§ **Your objective**: Echo, word for word, the passage of the text on Caroline Celico that begins at the words "In 2002, while" and stops after the words "media in 2015.".

§ **Page text**:
----------------------------------------

Caroline Lyra Celico (born July 26, 1987) is a Brazilian socialite, singer and former Evangelical pastor at the Reborn in Christ Church, which she left in 2010. Celico was married to football player Kaká from 2005 to 2015.

Personal life 
Celico was born to Rosangela Lyra and Celso Celico in São Paulo, Brazil, in 1987. She has one younger brother, Enrico. Her parents divorced when she was six-years-old. Celico lived most of her childhood with her mother, who was the director of designers at Christian Dior S.A. She has stated she was bullied in her childhood. Celico attended St. Paul's School in São Paulo.

In 2002, while still in school, she met Kaká. They were in a relationship for two years during which Kaká was mostly away to play for A.C. Milan. During that time, Celico joined Kaká's church and later became a pastor. During a vacation to Milan, Kaká proposed to her and the couple were married on December 23, 2005, in São Paulo. Together they have two children: son Luca Celico Leite (born June 10, 2008) and daughter Isabella Celico Leite (born April 23, 2011). The couple resided in Madrid with their children while Kaká played at Real Madrid. In 2013, they moved back to Milan, Italy. The couple announced their divorce on social media in 2015.

----------------------------------------

§ **Data records**:
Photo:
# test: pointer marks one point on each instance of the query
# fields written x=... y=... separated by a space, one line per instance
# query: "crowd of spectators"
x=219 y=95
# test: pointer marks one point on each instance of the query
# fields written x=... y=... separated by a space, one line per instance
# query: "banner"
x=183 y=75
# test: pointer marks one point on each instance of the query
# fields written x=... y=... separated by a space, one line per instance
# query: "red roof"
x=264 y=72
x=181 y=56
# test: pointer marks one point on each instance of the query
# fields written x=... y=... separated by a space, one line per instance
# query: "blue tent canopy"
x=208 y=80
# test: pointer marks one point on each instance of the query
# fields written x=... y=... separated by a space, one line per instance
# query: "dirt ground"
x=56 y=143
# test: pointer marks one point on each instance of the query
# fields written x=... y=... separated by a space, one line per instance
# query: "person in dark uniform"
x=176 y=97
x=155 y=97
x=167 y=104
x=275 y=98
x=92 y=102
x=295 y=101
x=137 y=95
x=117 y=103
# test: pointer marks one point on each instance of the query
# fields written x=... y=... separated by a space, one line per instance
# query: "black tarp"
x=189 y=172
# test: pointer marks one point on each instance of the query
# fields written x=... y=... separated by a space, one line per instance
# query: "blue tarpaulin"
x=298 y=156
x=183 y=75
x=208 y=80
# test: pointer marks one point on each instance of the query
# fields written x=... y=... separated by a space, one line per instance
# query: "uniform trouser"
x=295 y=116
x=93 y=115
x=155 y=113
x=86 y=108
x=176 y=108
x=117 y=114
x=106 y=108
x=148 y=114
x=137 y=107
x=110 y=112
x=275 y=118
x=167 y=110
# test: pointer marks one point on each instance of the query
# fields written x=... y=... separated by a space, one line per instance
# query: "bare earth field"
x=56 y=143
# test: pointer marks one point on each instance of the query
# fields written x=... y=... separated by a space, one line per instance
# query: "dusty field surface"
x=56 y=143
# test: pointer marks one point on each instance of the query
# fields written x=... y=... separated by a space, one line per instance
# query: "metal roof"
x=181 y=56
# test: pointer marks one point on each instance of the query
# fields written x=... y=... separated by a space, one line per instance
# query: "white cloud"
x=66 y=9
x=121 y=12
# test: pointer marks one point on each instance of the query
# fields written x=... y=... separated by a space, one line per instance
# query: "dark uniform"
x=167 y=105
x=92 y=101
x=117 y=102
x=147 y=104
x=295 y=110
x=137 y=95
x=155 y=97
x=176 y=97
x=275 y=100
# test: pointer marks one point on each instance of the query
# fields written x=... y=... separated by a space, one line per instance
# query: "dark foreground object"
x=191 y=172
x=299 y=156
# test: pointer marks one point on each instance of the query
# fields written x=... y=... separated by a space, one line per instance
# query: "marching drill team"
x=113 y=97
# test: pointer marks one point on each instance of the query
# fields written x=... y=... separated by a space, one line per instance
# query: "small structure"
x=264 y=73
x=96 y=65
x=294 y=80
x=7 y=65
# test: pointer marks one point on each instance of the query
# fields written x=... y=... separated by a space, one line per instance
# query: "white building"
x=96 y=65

----------------------------------------

§ **Result of this task**:
In 2002, while still in school, she met Kaká. They were in a relationship for two years during which Kaká was mostly away to play for A.C. Milan. During that time, Celico joined Kaká's church and later became a pastor. During a vacation to Milan, Kaká proposed to her and the couple were married on December 23, 2005, in São Paulo. Together they have two children: son Luca Celico Leite (born June 10, 2008) and daughter Isabella Celico Leite (born April 23, 2011). The couple resided in Madrid with their children while Kaká played at Real Madrid. In 2013, they moved back to Milan, Italy. The couple announced their divorce on social media in 2015.